### Your task
Transcribe the records below exactly.

### Record set
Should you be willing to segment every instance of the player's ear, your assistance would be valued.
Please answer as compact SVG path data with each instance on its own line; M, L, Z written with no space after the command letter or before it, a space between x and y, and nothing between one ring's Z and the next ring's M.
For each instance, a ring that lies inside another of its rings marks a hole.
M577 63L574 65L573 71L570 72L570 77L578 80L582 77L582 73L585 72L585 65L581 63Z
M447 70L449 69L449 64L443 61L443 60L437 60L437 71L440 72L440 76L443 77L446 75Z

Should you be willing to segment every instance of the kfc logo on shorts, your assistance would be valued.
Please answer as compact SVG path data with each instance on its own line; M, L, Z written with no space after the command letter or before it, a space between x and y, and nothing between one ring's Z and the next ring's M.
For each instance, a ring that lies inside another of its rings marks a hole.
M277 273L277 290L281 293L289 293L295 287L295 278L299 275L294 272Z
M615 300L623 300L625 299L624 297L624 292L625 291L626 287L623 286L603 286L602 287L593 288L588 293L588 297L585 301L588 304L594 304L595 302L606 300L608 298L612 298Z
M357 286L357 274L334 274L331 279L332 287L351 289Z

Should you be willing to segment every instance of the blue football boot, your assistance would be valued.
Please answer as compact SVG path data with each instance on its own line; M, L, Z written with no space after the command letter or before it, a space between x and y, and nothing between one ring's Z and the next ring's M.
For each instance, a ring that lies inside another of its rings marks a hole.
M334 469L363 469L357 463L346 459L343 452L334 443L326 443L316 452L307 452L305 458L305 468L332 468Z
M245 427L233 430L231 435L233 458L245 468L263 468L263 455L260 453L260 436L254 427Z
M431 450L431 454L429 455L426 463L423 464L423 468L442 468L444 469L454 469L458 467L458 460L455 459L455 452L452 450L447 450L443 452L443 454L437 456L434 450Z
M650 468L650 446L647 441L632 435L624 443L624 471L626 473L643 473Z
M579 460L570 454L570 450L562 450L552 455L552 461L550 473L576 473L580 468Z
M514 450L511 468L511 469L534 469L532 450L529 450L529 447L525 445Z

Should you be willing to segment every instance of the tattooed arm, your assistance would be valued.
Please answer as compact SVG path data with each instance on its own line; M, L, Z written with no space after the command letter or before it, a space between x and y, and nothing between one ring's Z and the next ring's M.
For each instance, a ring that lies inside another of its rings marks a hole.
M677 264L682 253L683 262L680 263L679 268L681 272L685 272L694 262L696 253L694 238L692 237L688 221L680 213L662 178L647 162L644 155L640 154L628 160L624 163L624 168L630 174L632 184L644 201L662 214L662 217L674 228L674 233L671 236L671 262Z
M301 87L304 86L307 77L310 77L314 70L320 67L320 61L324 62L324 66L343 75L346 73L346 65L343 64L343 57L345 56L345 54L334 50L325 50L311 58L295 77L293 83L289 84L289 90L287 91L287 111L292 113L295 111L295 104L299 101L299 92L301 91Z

### Solution to this task
Should you be willing to segment every instance of the player's ear, your assistance would be valued.
Please answer as compact SVG path data with each instance on its own line; M, L, Z written with no space after the command letter or before it, a space between x and y, and nothing between one ring's Z and the next ring's M.
For each instance, a ring that lies inside another of its rings marks a hole.
M577 63L574 65L573 71L570 72L570 77L578 80L582 77L582 73L585 72L585 65L581 63Z
M447 70L449 69L449 64L443 61L443 60L437 60L437 71L440 72L440 76L443 77L446 75Z

Should you be willing to segment every instance of the kfc logo on shorts, your assistance would be valued.
Please answer as compact SVG path data with each instance on its own line; M, L, Z written with no space after the command letter or before it, a space between x and y, and nothing between one ring's Z and the next ring's M.
For each instance, a ring that lies inside another of its rings marks a hole.
M277 273L277 290L281 293L289 293L295 287L295 278L299 275L294 272Z
M615 300L623 300L625 299L624 297L624 292L625 291L626 287L623 286L603 286L602 287L593 288L588 293L588 297L585 301L588 304L594 304L595 302L606 300L608 298L612 298Z
M357 286L357 274L334 274L331 279L332 287L351 289Z

Should you be willing to segment every instance of the blue football boot, your assistance would be valued.
Please answer as compact SVG path data with each instance on its own line; M, L, Z written with no space after the command letter or before it, a space between x and y, and nothing between one ring's Z and the next ring's M.
For each instance, a ring that lies inside another of its rings marks a hole.
M334 469L363 469L357 463L346 459L343 452L334 443L326 443L316 452L307 452L305 458L305 468L332 468Z
M245 427L233 430L231 435L233 458L245 468L263 468L263 455L260 453L260 436L254 427Z
M431 450L431 454L429 455L426 463L423 464L423 468L442 468L444 469L454 469L458 467L458 460L455 459L455 452L452 450L447 450L443 452L443 454L437 456L434 450Z
M650 468L650 446L647 441L632 435L624 443L624 471L626 473L643 473Z
M579 460L570 454L570 450L562 450L552 455L552 461L550 473L576 473L580 468Z
M514 450L511 468L511 469L534 469L532 450L529 450L529 447L525 445Z

Should you be willing to segment every instance of the tattooed arm, your assistance would be valued.
Please answer as compact SVG path data with each instance on its own line; M, L, Z written with no space after the command letter or before it, a space between x and y, and nothing between one ring's Z and the next ring's M.
For each instance, a ring that lies inside another of its rings marks a hole.
M677 264L682 253L683 262L680 263L679 268L681 272L685 272L694 262L696 253L694 238L692 237L688 221L680 213L662 178L647 162L644 155L640 154L628 160L624 163L624 168L630 174L632 184L644 201L662 214L662 217L674 228L674 233L671 236L671 262Z
M301 87L304 86L307 77L310 77L314 70L320 67L320 61L324 62L324 66L343 75L346 73L346 65L343 64L343 57L345 56L345 54L334 50L325 50L311 58L295 77L293 83L289 84L289 90L287 91L287 111L292 113L295 111L295 104L299 101L299 92L301 91Z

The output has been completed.